記述課題 1: このアニメのレビューの「らしたー さんの感想・評価」から「もうわけがわからんのですよ。」までをすべて、「日常系」を「空気系」に置き換えて書き直してください。

らしたー さんの感想・評価
3.4
物語 : 3.0
作画 : 3.5
声優 : 3.5
音楽 : 3.5
キャラ : 3.5
状態:観終わった
姿が見えない第三者が撮影した風景
当然のごとく原作は未読。
何話だったか、るんとトオルがファミレスに入っ際に、互いにソファ側の席を譲り合った挙句、仲良く並んでソファに座る、というくだりがありまして、それが妙に印象に残ってるというか、この作品の真髄なんだろうなと感じた。
当人たちにとっては思い出してちょっとフフッとなれるハッピーな出来事。他人から見れば、一瞬だけフフッとなってすぐにどうでもよくなっちゃうような出来事。
私自身、いまだに「日常系」っていう括り方をよく理解できていないところがありまして、日々の変哲もないちょっとしたイベントに一喜一憂してる様を描けばそれが日常系であるならば、イカ娘なんかはド直球の日常系のはずなのに、そこはなぜか意見が割れたりするからよくわからん。
舞台設定に非日常的なものが混じった瞬間、たとえどれほど「彼らにとっての平和な日々」を描いていても日常系とは認識されないものなのでしょうか。逆に学校生活が舞台であれば、そんなやついねーよ!キャラのオンパレードでもあっさり日常系認定されたりする。もうわけがわからんのですよ。
自分としては、誰かが死んだり人間関係に大きな亀裂が入ったりと、起伏に富んだ展開でお話のリピート性を壊してない限り、良くも悪くもぜんぶ日常系というくらいの感覚ですが。
てのはさておき、ひとつたしかなことは、もしこの『Aチャンネル』が日常系でないとしたら、この世に日常系なんてものは存在しないということ。それくらいどこへ出しても恥ずかしくないくらい純度の高い日常系であろうこと。

記述課題 2: 一覧から「cluster」という文字列を含む行をすべて探し出し、書き写してください。大文字と小文字は区別します。

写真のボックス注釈
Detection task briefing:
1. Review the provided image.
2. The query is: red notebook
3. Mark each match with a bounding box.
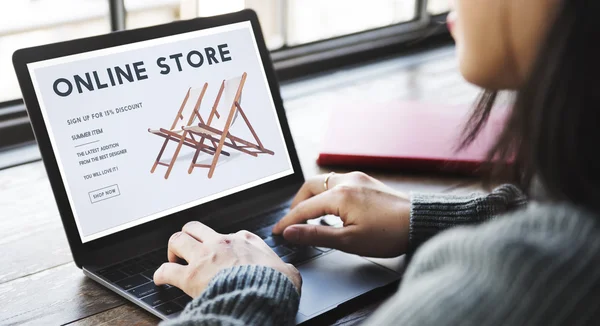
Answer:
[317,101,505,175]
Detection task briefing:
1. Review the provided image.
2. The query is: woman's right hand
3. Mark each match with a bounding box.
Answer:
[273,172,410,257]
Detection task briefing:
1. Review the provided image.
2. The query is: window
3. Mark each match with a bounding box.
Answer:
[0,0,110,103]
[0,0,449,159]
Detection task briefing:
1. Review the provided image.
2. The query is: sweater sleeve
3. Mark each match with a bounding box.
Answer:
[409,184,527,255]
[161,265,300,326]
[365,205,600,326]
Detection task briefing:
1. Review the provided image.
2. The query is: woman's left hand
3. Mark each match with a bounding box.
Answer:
[154,222,302,298]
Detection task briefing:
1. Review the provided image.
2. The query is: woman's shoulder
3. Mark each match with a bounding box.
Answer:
[407,203,600,273]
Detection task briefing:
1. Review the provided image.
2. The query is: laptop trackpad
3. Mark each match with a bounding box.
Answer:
[298,251,400,319]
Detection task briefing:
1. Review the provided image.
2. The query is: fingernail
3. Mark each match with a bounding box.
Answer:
[283,226,300,242]
[169,232,181,241]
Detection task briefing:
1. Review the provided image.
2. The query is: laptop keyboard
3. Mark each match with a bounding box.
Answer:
[97,216,330,316]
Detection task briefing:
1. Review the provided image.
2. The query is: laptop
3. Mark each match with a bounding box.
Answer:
[13,10,400,323]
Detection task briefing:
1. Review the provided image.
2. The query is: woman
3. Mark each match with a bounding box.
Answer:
[154,0,600,325]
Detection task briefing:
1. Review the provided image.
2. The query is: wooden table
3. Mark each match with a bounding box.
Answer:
[0,48,479,325]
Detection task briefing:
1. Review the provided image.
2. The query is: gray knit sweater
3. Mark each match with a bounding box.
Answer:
[164,185,600,325]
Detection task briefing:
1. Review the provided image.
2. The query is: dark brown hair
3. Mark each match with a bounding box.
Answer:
[462,0,600,211]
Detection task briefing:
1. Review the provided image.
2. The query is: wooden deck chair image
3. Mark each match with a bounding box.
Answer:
[148,83,229,179]
[183,72,275,179]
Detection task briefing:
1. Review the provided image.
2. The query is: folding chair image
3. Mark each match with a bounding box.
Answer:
[183,72,275,179]
[148,83,229,179]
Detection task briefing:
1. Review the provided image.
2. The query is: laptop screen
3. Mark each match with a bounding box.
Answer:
[28,22,294,243]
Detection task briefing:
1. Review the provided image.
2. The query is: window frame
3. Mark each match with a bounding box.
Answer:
[0,0,452,159]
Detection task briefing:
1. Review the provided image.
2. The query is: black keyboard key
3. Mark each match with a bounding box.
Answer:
[273,246,292,257]
[154,302,183,316]
[145,250,167,266]
[142,269,156,280]
[142,287,184,307]
[127,282,165,298]
[252,226,273,239]
[100,269,127,283]
[116,275,150,290]
[138,260,161,270]
[173,294,192,308]
[282,247,323,264]
[121,262,146,275]
[265,235,285,248]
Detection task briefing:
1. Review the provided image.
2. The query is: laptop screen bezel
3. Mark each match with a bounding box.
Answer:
[13,9,304,267]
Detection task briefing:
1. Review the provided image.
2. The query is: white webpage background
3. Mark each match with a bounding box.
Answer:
[28,22,293,242]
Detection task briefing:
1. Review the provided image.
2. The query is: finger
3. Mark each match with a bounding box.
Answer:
[167,232,202,263]
[182,221,219,242]
[273,191,339,234]
[291,173,343,209]
[283,224,354,250]
[154,263,186,289]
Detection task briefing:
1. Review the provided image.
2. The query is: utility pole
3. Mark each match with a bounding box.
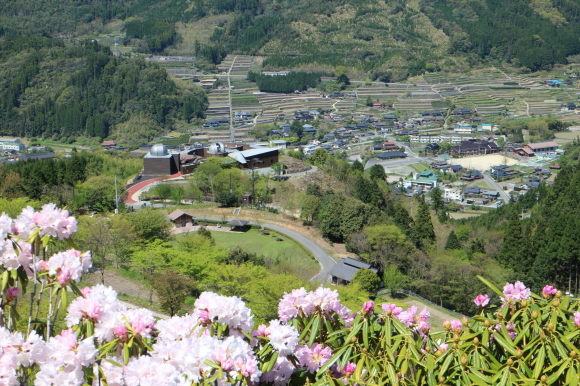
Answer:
[115,174,119,214]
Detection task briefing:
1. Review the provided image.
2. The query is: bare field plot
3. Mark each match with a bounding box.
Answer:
[447,154,519,171]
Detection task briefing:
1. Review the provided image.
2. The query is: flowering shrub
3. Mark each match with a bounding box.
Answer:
[0,205,580,386]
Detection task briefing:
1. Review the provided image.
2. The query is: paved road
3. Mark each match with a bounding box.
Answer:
[482,173,510,204]
[171,217,335,282]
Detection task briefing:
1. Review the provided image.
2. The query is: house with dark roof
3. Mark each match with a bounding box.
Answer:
[329,257,378,284]
[376,151,407,160]
[463,186,481,196]
[490,165,518,180]
[451,139,499,156]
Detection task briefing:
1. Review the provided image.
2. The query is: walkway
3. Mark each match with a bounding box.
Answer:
[125,172,183,204]
[172,217,336,282]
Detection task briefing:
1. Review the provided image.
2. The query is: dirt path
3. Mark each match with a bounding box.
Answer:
[83,270,157,302]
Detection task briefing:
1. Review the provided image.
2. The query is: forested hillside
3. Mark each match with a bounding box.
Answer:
[0,31,207,142]
[0,0,580,75]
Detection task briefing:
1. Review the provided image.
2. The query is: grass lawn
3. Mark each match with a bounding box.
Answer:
[409,164,431,173]
[211,229,319,277]
[473,180,490,189]
[376,294,459,331]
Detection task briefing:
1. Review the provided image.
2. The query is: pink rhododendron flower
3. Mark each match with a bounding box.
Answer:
[451,319,463,332]
[295,343,332,373]
[195,292,254,332]
[278,286,354,324]
[473,295,489,308]
[574,312,580,327]
[363,302,375,314]
[501,281,531,302]
[397,306,431,330]
[542,285,558,299]
[260,356,295,386]
[340,362,356,375]
[381,303,403,316]
[6,287,20,300]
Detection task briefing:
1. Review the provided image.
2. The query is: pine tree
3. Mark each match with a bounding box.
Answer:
[445,231,461,249]
[498,211,527,270]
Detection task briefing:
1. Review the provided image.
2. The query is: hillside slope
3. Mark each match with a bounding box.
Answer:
[0,0,580,74]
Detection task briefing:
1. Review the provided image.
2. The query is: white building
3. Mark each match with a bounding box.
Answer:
[443,188,463,201]
[0,138,26,152]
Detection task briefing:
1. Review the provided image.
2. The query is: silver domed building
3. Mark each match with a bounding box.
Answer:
[143,143,179,176]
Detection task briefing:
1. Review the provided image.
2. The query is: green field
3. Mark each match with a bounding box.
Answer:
[211,229,320,279]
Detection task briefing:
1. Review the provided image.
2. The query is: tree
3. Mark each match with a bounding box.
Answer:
[383,264,407,296]
[445,231,461,249]
[350,160,365,172]
[272,162,286,176]
[498,210,529,271]
[215,190,239,207]
[150,269,195,316]
[351,268,381,294]
[431,187,445,214]
[300,194,322,224]
[369,165,387,181]
[415,198,435,243]
[309,148,328,166]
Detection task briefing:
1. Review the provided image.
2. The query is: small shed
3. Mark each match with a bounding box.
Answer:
[228,219,250,231]
[329,257,378,284]
[167,209,195,228]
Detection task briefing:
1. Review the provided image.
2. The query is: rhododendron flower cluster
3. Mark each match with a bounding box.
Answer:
[278,287,352,322]
[501,281,532,302]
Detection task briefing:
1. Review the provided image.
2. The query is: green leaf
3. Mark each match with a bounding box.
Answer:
[533,345,546,380]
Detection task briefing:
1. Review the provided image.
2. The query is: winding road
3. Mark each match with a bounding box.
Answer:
[175,217,335,282]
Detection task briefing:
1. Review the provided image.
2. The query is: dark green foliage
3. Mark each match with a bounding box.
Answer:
[498,211,527,270]
[445,231,461,249]
[0,35,207,139]
[351,269,381,294]
[248,71,323,93]
[351,160,365,172]
[415,198,435,243]
[149,268,195,316]
[422,0,580,71]
[369,165,387,181]
[125,20,177,52]
[215,190,240,206]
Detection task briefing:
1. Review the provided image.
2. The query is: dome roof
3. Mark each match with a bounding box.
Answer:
[207,142,226,154]
[151,143,167,157]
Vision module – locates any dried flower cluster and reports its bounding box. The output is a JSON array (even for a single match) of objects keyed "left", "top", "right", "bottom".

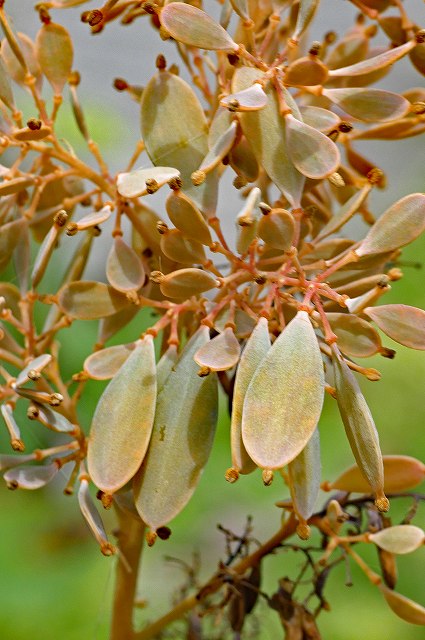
[{"left": 0, "top": 0, "right": 425, "bottom": 640}]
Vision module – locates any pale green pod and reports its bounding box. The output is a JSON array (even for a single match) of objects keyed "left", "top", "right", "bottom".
[
  {"left": 194, "top": 327, "right": 241, "bottom": 371},
  {"left": 3, "top": 462, "right": 59, "bottom": 491},
  {"left": 230, "top": 318, "right": 271, "bottom": 474},
  {"left": 356, "top": 193, "right": 425, "bottom": 256},
  {"left": 368, "top": 524, "right": 425, "bottom": 555},
  {"left": 332, "top": 351, "right": 388, "bottom": 511},
  {"left": 288, "top": 428, "right": 322, "bottom": 522},
  {"left": 141, "top": 71, "right": 217, "bottom": 215},
  {"left": 106, "top": 236, "right": 145, "bottom": 293},
  {"left": 242, "top": 311, "right": 324, "bottom": 469},
  {"left": 35, "top": 22, "right": 74, "bottom": 95},
  {"left": 232, "top": 66, "right": 305, "bottom": 207},
  {"left": 58, "top": 280, "right": 130, "bottom": 320},
  {"left": 84, "top": 342, "right": 137, "bottom": 380},
  {"left": 134, "top": 326, "right": 218, "bottom": 530},
  {"left": 87, "top": 335, "right": 157, "bottom": 493}
]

正解 1:
らしたー さんの感想・評価
3.4
物語 : 3.0
作画 : 3.5
声優 : 3.5
音楽 : 3.5
キャラ : 3.5
状態:観終わった
姿が見えない第三者が撮影した風景
当然のごとく原作は未読。
何話だったか、るんとトオルがファミレスに入っ際に、互いにソファ側の席を譲り合った挙句、仲良く並んでソファに座る、というくだりがありまして、それが妙に印象に残ってるというか、この作品の真髄なんだろうなと感じた。
当人たちにとっては思い出してちょっとフフッとなれるハッピーな出来事。他人から見れば、一瞬だけフフッとなってすぐにどうでもよくなっちゃうような出来事。
私自身、いまだに「空気系」っていう括り方をよく理解できていないところがありまして、日々の変哲もないちょっとしたイベントに一喜一憂してる様を描けばそれが空気系であるならば、イカ娘なんかはド直球の空気系のはずなのに、そこはなぜか意見が割れたりするからよくわからん。
舞台設定に非日常的なものが混じった瞬間、たとえどれほど「彼らにとっての平和な日々」を描いていても空気系とは認識されないものなのでしょうか。逆に学校生活が舞台であれば、そんなやついねーよ!キャラのオンパレードでもあっさり空気系認定されたりする。もうわけがわからんのですよ。

正解 2:
2. The query is: rhododendron flower cluster
Vision module – locates any dried flower cluster and reports its bounding box. The output is a JSON array (even for a single match) of objects keyed "left", "top", "right", "bottom".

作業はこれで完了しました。